Problem to solve: Each record must come back unchanged in your answer, stripped of its images.

Data supplied:
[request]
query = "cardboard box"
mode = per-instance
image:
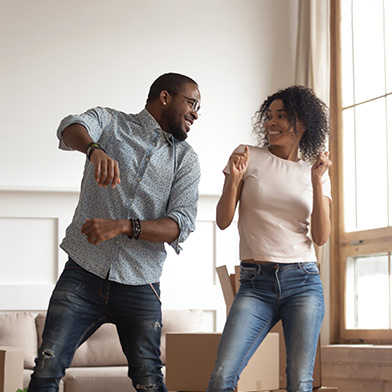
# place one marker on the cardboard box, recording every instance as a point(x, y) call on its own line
point(190, 360)
point(11, 368)
point(230, 285)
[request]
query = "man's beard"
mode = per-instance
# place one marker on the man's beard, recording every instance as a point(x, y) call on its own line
point(178, 132)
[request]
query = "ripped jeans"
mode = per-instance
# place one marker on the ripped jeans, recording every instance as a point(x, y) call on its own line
point(268, 293)
point(81, 302)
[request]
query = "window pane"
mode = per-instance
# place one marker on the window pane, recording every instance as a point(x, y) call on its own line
point(349, 171)
point(369, 62)
point(367, 292)
point(371, 165)
point(347, 55)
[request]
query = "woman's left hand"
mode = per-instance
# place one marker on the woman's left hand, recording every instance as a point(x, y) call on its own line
point(321, 165)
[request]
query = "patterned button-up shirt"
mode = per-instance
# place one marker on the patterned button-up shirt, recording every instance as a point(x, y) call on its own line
point(159, 178)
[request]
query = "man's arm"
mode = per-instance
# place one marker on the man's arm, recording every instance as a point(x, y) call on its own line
point(107, 171)
point(157, 230)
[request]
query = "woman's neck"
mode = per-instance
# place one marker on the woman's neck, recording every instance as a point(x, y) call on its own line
point(283, 152)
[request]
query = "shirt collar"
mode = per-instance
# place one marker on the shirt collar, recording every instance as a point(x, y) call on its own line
point(151, 124)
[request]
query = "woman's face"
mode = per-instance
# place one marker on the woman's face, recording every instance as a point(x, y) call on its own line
point(278, 129)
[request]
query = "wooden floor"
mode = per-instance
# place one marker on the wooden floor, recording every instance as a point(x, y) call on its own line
point(356, 368)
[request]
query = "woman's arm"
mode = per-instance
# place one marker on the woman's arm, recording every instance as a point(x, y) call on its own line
point(321, 223)
point(232, 189)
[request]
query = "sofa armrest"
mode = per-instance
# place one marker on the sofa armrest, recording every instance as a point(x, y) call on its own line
point(11, 368)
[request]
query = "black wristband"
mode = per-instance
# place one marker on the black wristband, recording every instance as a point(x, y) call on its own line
point(91, 147)
point(136, 229)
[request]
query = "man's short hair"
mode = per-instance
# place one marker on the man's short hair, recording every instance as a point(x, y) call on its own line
point(169, 82)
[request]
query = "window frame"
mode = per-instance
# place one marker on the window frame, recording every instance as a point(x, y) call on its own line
point(344, 244)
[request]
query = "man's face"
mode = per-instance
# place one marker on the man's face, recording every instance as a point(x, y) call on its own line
point(182, 111)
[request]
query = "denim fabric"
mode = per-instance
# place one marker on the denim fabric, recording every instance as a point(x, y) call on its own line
point(81, 302)
point(270, 292)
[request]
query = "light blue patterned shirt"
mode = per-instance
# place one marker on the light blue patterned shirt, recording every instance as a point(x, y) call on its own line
point(159, 178)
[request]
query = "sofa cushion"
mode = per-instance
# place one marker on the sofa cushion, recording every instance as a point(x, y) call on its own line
point(17, 329)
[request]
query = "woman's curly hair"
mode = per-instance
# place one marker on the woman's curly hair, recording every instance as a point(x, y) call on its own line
point(301, 104)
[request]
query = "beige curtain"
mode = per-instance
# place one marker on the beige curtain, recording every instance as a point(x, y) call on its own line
point(313, 59)
point(313, 46)
point(313, 70)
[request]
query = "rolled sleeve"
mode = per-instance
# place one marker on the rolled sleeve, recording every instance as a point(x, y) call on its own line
point(94, 120)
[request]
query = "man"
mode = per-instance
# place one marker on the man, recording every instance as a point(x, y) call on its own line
point(139, 190)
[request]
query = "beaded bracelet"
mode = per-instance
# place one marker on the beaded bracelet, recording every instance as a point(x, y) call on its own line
point(136, 229)
point(91, 147)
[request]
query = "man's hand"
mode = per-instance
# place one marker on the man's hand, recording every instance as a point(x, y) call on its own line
point(107, 172)
point(98, 230)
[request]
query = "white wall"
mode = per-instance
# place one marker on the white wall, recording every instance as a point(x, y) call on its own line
point(61, 57)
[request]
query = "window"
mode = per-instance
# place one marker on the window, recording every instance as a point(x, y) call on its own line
point(362, 131)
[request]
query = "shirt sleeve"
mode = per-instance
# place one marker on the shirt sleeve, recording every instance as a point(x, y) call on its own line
point(184, 197)
point(94, 120)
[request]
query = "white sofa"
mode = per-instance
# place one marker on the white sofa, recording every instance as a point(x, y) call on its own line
point(99, 364)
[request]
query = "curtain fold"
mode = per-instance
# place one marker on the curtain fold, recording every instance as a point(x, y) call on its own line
point(312, 69)
point(313, 46)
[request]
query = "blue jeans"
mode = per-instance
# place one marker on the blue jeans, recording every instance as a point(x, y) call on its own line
point(81, 302)
point(268, 293)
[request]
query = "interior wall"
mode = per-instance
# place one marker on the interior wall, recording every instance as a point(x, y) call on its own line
point(64, 57)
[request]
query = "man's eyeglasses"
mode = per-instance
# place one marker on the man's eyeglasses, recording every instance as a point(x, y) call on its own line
point(195, 103)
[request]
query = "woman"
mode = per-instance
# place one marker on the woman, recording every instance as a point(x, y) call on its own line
point(278, 194)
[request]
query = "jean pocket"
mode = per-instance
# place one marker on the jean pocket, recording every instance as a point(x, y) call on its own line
point(247, 274)
point(310, 268)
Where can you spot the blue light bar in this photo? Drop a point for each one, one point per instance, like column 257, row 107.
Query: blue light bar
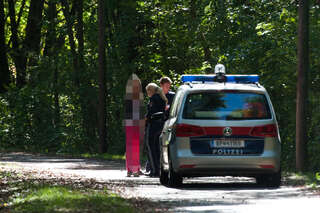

Task result:
[request]
query = "cardboard box"
mode = per-instance
image:
# place one marker on the cardboard box, recording every instance as a point(x, y) call on its own line
point(190, 360)
point(11, 368)
point(230, 285)
[request]
query = "man's beard"
mode = per-instance
# place one marker on the man's beard, recording every instance as a point(x, y) call on its own line
point(178, 132)
[request]
query = "ripped jeans"
mode = per-instance
# place one marker on the ripped jeans, recording every instance as a point(x, y) call on its own line
point(268, 293)
point(81, 302)
[request]
query = "window pane"
mode = per-instance
# place one marker on the window pane, recording every instance as a point(x, y) call on its own line
point(349, 171)
point(369, 62)
point(367, 292)
point(371, 165)
point(347, 55)
[request]
query = "woman's left hand"
mode = per-instance
# place one marker on the woman's left hand, recording every instance as a point(x, y) call on its own line
point(321, 165)
[request]
query = "patterned button-up shirt"
mode = per-instance
# place one marker on the patterned button-up shirt, recording every instance as a point(x, y) call on its own line
point(159, 178)
[request]
query = "man's arm"
mode = per-instance
# place one marker on the man's arm, recording every instance as a point(x, y) call on its own line
point(107, 171)
point(157, 230)
[request]
query = "woman's neck"
mode = per-instance
# place one marker on the woman's neck, recording every instance as a point(x, y) call on its own line
point(283, 152)
[request]
query = "shirt collar"
mode = per-instance
# place one marker on the shirt collar, recording every instance as a point(x, y) call on its own line
point(151, 124)
[request]
query = "woman's face"
mode = per-instance
# place one marker on the woman's face, recording every instance as a point(x, y) call on its own line
point(278, 129)
[request]
query = "wooden floor"
mode = per-instance
# place one marker on the wooden floor, recording every instance as a point(x, y) call on its own line
point(356, 368)
[request]
query = "woman's arm"
mode = per-instance
# place one marker on the woman's arm, recording every instance as a point(x, y) call on its own line
point(321, 223)
point(232, 189)
[request]
query = "sofa armrest"
mode = per-instance
# place one marker on the sofa armrest, recording every instance as a point(x, y) call on its own line
point(11, 368)
[request]
query = "black wristband"
mode = per-instance
# place one marker on the black wristband, recording every instance as a point(x, y) call on its own line
point(91, 147)
point(136, 229)
[request]
query = "man's short hair"
mode = per-instance
# place one marker on the man's short hair, recording every instance as a point(x, y) call on its own line
point(169, 82)
[request]
query = "window frame"
mode = per-instance
# place one marker on the window frame, recording every instance as a point(x, y) call on its own line
point(344, 244)
[request]
query = "man's face"
mode = per-instance
# place one marker on the man's face, recording every instance as a point(x, y) call on its own line
point(182, 111)
[request]
query = "denim fabric"
mode = per-instance
# place one marker on the denim fabric, recording every instance as a point(x, y) call on its own line
point(81, 302)
point(270, 292)
[request]
query = "light blue patterned shirt"
mode = per-instance
# place one marker on the light blue patterned shirt, recording every instance as a point(x, y) call on its own line
point(159, 178)
[request]
query = "sofa cushion"
mode = per-instance
# place one marker on the sofa cushion, recording every instance as a point(x, y) call on its own line
point(17, 329)
[request]
query = "woman's curly hair"
mode = per-instance
# place one marker on the woman's curly hair, recording every instance as a point(x, y) call on its own line
point(301, 104)
[request]
query = "beige curtain"
mode = per-instance
# place one marker on the beige curtain, recording every instance as a point(x, y) call on its own line
point(313, 59)
point(313, 46)
point(313, 70)
[request]
query = "rolled sleeve"
mode = per-instance
# place one marker on the rolled sleeve, recording every instance as a point(x, y) call on its own line
point(94, 120)
[request]
query = "man"
mode = per-instance
# place one marker on the man, recording every instance as a point(x, y) call on its own line
point(139, 190)
[request]
query = "beaded bracelet"
mode = per-instance
# place one marker on the beaded bracelet, recording every instance as a point(x, y) call on its own line
point(136, 229)
point(91, 147)
[request]
query = "man's hand"
mode = per-instance
# place one marker on the man's hand, recording every instance as a point(x, y) call on its own line
point(107, 172)
point(98, 230)
[request]
query = "white wall"
mode = per-instance
# place one marker on the white wall, recording every instance as a point(x, y) call on its own line
point(61, 57)
[request]
query = "window"
mode = per-instance
# place one marker on the window, recording every instance as a point(x, y) call on its own line
point(362, 131)
[request]
query = "shirt sleeve"
mode = per-instance
# place one marker on the shirt sleeve, recording every instance as a point(x, y) call on its own line
point(184, 197)
point(94, 120)
[request]
query = "white sofa"
mode = per-instance
# place one marker on the white sofa, recording every instance as a point(x, y) call on its own line
point(99, 364)
[request]
query = "curtain fold"
mode = per-instance
# place one marker on the curtain fold, recording every instance as a point(x, y) call on its own line
point(312, 69)
point(313, 46)
[request]
query = "blue jeans"
mode = per-instance
# place one marker on the blue jeans, recording every instance as a point(x, y) call on its own line
point(81, 302)
point(268, 293)
[request]
query = "interior wall"
mode = per-instance
# place one marker on the interior wall, recording every instance as a point(x, y) call on its own line
point(64, 57)
[request]
query = "man's eyeglasses"
mode = per-instance
# place one marker on the man's eyeglasses, recording every instance as a point(x, y) call on its own line
point(195, 103)
[request]
query = "woman"
mode = per-instance
# place one marker on the woman, recording every instance as a point(x, y) call on its own line
point(278, 194)
[request]
query = "jean pocket"
mode = per-instance
# place one marker on the jean pocket, recording every instance as a point(x, y) call on its own line
point(247, 274)
point(310, 268)
Where can you spot the blue light bar in this photo? Drop a point for each one, one point per instance, like column 257, row 107.
Query: blue light bar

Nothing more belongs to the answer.